++++ DATA FOR THE TASK

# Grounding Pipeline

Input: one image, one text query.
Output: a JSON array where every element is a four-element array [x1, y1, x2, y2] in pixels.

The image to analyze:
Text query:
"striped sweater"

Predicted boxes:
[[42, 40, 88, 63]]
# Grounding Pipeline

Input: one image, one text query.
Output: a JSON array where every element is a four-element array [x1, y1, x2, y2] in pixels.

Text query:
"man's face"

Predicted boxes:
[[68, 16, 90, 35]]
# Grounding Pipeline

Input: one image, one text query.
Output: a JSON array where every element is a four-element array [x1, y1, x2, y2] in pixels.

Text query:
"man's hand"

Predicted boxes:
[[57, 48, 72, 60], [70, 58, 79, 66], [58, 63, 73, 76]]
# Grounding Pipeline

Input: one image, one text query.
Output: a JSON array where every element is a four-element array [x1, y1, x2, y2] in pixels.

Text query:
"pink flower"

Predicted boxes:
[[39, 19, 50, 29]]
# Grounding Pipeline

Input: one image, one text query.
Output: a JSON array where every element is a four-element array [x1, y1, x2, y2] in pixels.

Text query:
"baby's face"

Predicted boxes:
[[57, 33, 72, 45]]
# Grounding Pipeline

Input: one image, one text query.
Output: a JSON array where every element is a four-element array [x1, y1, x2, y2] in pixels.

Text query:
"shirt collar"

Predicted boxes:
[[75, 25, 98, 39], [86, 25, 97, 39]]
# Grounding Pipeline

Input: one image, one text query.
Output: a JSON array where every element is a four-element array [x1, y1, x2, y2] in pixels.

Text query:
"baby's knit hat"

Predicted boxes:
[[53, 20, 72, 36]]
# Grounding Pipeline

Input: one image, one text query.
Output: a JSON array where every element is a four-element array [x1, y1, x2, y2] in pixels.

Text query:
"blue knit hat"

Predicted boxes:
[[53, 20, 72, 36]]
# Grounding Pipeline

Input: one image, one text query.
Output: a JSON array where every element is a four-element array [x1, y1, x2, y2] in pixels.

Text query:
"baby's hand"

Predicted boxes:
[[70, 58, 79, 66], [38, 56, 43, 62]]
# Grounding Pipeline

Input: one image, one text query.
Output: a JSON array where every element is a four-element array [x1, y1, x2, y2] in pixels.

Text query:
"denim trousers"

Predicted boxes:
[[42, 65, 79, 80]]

++++++++

Reproduce all of the material above line for line, without changing anything.

- **SOLUTION**
# Grounding Pipeline

Input: one image, one text query.
Output: a JSON array where every element is a four-element array [x1, y1, x2, y2] in pixels.

The image to analyze:
Text query:
"striped sweater"

Predicted boxes:
[[42, 40, 88, 63]]
# Grounding Pipeline

Input: one image, one text query.
Output: a JSON array where every element is a four-element array [x1, y1, x2, y2] in pixels.

Text query:
"man's face"

Predicted boxes:
[[68, 16, 90, 35]]
# Grounding Pipeline

Input: one image, one text query.
Output: a JSON array where every element is a four-element array [x1, y1, x2, y2] in pixels.

Text query:
"man's hand"

Predicted boxes:
[[57, 48, 72, 60], [70, 58, 79, 66], [58, 63, 73, 76]]
# Grounding Pipeline

Input: one image, one text query.
Output: a JSON array where every element is a four-element array [x1, y1, x2, y2] in pixels.

Text query:
"pink flower"

Predicted boxes:
[[39, 19, 50, 29]]
# Grounding Pipeline

Input: one image, one text query.
Output: a JSON array where every element is a four-element array [x1, y1, x2, y2] in pixels.

Text query:
"baby's face"

Predicted boxes:
[[57, 33, 72, 45]]
# Grounding Pipeline

Input: one image, one text query.
Output: a JSON array where every element is a four-element array [x1, y1, x2, y2] in pixels.

Text query:
"shirt collar"

Predicted boxes:
[[75, 25, 98, 39], [86, 25, 97, 39]]
# Grounding Pipeline

Input: one image, one text query.
Output: a JSON array where every element is a four-element array [x1, y1, x2, y2] in pixels.

Text query:
"baby's knit hat"

Predicted boxes:
[[53, 20, 72, 36]]
# Grounding Pipeline

Input: one image, one text query.
Output: a JSON array where every element is a four-element array [x1, y1, x2, y2] in pixels.

Text query:
"blue knit hat"

Predicted boxes:
[[53, 20, 72, 36]]
# Grounding Pipeline

Input: one image, one text query.
Output: a JSON array where every element is a four-element array [x1, y1, x2, y2] in pixels.

Text query:
"baby's hand"

Predicted boxes:
[[70, 58, 79, 66], [38, 56, 43, 62]]
# Grounding Pipeline

Input: one image, one text query.
Output: a JSON array where every element is a four-element array [x1, y1, x2, y2] in pixels.

Text query:
"denim trousers"

Predicted boxes:
[[42, 65, 79, 80]]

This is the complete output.